[Referring expression data]
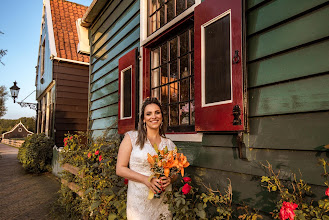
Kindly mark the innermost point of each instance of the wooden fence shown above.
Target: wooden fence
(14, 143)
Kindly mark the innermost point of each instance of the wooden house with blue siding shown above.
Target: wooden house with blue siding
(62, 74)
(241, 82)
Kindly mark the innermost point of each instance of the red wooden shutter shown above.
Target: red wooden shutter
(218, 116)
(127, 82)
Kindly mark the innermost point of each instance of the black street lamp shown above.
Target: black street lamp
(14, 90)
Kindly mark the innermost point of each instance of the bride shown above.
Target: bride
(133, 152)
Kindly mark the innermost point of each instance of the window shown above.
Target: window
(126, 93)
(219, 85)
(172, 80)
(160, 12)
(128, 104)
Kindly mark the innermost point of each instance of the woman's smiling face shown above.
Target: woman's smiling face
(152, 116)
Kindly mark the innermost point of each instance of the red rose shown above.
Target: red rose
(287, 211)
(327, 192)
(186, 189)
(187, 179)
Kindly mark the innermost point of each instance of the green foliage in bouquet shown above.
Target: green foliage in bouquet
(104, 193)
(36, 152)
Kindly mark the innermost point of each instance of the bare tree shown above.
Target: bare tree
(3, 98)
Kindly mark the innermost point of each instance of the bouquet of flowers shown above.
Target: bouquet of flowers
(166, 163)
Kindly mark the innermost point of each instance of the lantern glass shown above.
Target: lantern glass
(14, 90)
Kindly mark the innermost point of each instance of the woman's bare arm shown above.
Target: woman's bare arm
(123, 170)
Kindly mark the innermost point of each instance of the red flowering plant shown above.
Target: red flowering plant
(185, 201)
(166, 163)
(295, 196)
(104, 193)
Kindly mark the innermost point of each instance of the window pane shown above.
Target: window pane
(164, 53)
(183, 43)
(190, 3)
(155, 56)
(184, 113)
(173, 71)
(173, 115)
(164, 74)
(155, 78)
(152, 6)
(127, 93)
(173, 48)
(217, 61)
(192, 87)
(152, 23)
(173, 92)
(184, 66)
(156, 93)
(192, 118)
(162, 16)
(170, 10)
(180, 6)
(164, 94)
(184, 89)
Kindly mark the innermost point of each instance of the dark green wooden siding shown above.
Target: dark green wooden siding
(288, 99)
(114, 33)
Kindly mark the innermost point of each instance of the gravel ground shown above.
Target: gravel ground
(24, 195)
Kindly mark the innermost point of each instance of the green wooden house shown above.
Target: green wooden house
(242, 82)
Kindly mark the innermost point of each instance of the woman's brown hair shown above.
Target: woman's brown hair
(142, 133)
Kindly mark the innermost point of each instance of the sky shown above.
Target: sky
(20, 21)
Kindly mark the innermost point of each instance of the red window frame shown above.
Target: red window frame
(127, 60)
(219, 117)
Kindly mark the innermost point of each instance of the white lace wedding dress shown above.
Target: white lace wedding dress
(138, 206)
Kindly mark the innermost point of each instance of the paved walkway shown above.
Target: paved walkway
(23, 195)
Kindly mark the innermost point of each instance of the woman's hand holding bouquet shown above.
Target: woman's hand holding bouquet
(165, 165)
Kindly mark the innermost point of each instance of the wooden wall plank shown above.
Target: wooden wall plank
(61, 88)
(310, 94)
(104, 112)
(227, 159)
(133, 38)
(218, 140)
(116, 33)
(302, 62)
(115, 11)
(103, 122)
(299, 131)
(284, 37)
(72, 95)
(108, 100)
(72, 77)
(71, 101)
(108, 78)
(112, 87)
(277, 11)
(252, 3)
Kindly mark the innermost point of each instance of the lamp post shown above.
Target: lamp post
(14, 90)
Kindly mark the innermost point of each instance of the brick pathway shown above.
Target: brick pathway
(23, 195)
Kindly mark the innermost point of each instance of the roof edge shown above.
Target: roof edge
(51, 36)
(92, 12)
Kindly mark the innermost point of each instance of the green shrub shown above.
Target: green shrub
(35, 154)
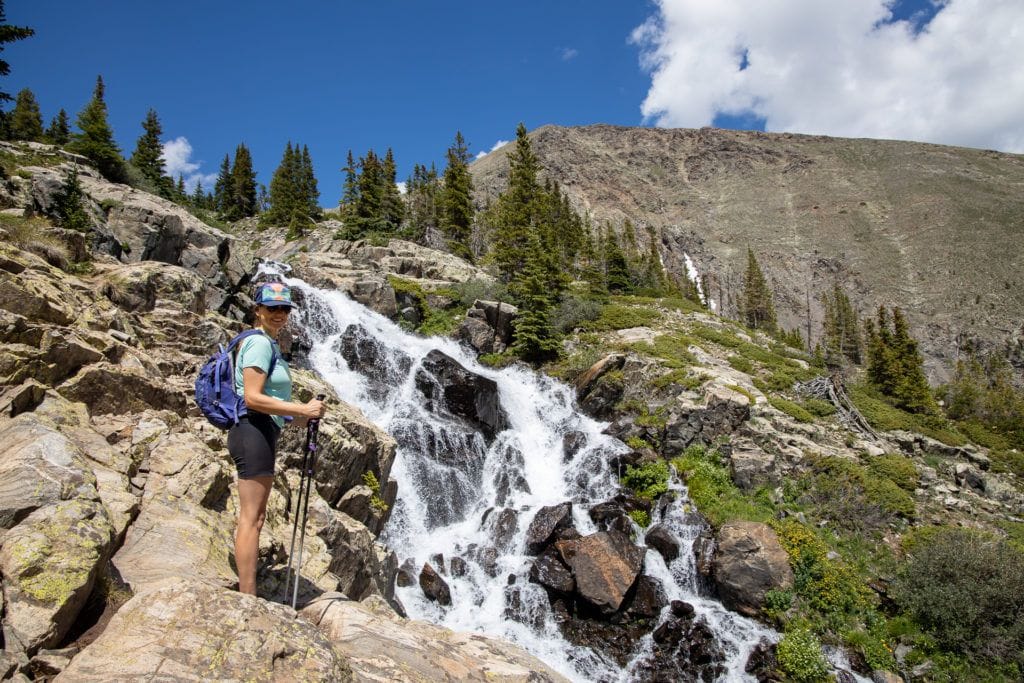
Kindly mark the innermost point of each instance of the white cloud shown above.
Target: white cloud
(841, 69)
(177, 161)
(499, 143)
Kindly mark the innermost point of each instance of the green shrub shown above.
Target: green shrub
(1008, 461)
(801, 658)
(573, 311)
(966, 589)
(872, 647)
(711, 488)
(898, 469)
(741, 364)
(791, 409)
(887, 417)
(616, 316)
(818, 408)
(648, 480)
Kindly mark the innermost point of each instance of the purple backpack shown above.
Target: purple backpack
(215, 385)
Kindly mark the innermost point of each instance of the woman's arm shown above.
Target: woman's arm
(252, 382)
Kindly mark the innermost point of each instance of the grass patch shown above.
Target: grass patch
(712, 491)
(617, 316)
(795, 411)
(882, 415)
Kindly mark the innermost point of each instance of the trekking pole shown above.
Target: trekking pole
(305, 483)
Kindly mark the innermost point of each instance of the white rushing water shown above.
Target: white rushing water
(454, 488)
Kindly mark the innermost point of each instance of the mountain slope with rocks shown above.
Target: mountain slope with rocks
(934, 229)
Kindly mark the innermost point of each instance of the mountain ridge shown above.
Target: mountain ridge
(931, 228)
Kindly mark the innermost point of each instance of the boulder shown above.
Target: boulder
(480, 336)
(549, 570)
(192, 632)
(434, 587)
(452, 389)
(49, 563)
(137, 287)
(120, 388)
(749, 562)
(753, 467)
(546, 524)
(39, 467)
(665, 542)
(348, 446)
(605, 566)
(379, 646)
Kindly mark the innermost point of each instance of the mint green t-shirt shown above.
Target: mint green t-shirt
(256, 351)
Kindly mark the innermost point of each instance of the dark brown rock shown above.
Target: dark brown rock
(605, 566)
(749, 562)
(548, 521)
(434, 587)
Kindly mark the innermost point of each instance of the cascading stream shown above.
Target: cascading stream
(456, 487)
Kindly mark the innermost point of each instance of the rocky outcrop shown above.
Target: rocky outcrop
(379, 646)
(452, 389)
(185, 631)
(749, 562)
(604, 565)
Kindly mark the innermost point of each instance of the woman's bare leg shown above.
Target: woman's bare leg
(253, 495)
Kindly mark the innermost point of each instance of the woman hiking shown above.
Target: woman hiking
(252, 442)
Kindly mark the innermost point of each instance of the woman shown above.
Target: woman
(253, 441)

...

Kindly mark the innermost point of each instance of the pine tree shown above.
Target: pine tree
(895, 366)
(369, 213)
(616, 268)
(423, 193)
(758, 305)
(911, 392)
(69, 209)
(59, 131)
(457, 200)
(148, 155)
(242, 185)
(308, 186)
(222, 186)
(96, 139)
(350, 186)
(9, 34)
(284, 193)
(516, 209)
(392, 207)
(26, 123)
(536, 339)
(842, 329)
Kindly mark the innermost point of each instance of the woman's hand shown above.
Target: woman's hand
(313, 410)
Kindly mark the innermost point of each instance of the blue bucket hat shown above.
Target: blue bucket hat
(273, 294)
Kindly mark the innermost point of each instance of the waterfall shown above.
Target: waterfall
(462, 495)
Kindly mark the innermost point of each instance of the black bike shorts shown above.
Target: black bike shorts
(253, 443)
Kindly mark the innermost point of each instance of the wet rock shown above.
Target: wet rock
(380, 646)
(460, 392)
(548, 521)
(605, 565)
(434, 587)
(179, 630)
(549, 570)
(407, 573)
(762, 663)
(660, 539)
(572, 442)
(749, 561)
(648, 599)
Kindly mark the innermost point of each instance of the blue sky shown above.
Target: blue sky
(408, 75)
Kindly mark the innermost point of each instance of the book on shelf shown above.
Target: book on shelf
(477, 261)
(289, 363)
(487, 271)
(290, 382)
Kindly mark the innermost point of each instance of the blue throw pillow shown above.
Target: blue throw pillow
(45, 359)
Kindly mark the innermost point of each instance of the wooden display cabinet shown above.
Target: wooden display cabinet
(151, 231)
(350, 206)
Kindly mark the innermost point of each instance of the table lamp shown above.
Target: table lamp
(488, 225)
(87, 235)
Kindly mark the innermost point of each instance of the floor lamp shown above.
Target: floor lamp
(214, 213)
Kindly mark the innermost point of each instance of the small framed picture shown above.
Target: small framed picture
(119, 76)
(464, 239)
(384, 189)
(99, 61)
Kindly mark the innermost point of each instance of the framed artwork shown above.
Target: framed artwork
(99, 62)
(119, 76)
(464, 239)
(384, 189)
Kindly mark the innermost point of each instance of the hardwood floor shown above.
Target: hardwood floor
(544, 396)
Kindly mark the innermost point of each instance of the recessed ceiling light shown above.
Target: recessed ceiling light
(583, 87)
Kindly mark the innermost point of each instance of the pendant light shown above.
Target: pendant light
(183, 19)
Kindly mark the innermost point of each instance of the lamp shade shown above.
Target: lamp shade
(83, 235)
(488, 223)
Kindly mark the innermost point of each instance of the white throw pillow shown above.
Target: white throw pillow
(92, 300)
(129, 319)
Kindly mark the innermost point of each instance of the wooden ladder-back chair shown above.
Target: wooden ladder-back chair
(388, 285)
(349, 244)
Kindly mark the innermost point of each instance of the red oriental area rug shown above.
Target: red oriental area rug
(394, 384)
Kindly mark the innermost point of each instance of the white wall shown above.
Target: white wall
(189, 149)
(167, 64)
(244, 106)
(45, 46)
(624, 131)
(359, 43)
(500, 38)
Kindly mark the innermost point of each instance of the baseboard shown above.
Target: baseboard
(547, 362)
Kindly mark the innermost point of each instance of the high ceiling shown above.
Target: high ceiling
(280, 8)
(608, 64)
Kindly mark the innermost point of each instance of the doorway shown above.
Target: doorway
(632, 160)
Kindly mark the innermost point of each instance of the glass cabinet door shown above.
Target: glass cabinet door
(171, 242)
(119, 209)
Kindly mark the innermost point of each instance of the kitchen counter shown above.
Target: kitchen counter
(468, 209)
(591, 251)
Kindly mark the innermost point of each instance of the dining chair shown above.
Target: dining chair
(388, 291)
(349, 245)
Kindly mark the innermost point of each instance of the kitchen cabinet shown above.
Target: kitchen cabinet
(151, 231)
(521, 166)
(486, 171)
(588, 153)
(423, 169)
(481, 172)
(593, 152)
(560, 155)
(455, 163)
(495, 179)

* * *

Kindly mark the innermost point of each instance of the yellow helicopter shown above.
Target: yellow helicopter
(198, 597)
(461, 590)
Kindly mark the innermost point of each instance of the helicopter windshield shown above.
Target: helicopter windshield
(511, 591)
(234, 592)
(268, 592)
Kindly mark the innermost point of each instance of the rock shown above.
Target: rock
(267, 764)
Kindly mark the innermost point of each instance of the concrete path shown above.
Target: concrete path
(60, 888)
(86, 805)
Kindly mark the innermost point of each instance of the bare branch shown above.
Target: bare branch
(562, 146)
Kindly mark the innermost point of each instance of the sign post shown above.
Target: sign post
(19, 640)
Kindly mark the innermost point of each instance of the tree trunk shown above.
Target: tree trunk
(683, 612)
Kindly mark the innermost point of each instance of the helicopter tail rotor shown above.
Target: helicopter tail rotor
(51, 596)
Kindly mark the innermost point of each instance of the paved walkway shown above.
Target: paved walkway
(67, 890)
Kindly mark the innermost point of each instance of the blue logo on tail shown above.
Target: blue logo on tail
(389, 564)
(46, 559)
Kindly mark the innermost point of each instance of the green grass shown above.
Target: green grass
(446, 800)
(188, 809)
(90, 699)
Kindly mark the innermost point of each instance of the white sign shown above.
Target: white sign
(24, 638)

→ EXERCISE DETAILS
What lines above run from the one with "Target: green wooden house" to the one with "Kindly mark the innermost point of each instance of the purple"? Give them again exactly, ends included, and leave the pictures out.

→ TASK RESPONSE
Target: green wooden house
(242, 82)
Kindly mark the innermost point of each instance of the woman's brown hair shown above.
Target: woman's brown hair
(142, 133)
Kindly mark the innermost point of each instance of the sky shown above.
Target: sky
(20, 21)
Kindly mark the innermost point of each instance of the red window frame shown above.
Target: red window frame
(127, 60)
(219, 117)
Kindly mark the innermost point of each instance of the white lace wedding dress shown above.
Target: white lace wedding dress
(138, 206)
Kindly mark the innermost point of each instance of the paved walkway shown above.
Target: paved walkway
(23, 195)
Kindly mark the innermost point of each instance of the woman's hand holding bouquet shown above.
Target: woman's hand holding bouquet
(165, 165)
Kindly mark the innermost point of each instance of the wooden wall plank shown above.
Target: wooden wall plank
(61, 88)
(310, 94)
(104, 112)
(227, 159)
(133, 38)
(218, 140)
(116, 33)
(302, 62)
(115, 11)
(103, 122)
(299, 131)
(284, 37)
(72, 95)
(108, 100)
(72, 77)
(71, 101)
(108, 78)
(112, 87)
(277, 11)
(252, 3)
Kindly mark the innermost point of each instance of the lamp post shown above.
Target: lamp post
(14, 90)
Kindly mark the innermost point of each instance of the brick pathway shown above.
Target: brick pathway
(23, 195)
Kindly mark the innermost point of each instance of the roof edge shown above.
Target: roof edge
(51, 36)
(92, 12)
Kindly mark the innermost point of each instance of the green shrub shown above.
Target: green shrub
(35, 154)
Kindly mark the innermost point of each instance of the white cloud shown above.
Target: white cloud
(841, 69)
(177, 161)
(499, 143)
Kindly mark the innermost point of each instance of the green shrub shown above.
Target: green shrub
(1008, 461)
(801, 658)
(573, 311)
(966, 589)
(872, 647)
(711, 488)
(898, 469)
(741, 364)
(791, 409)
(887, 417)
(616, 316)
(818, 408)
(648, 480)
Kindly mark the innermost point of each instance of the purple backpack shown above.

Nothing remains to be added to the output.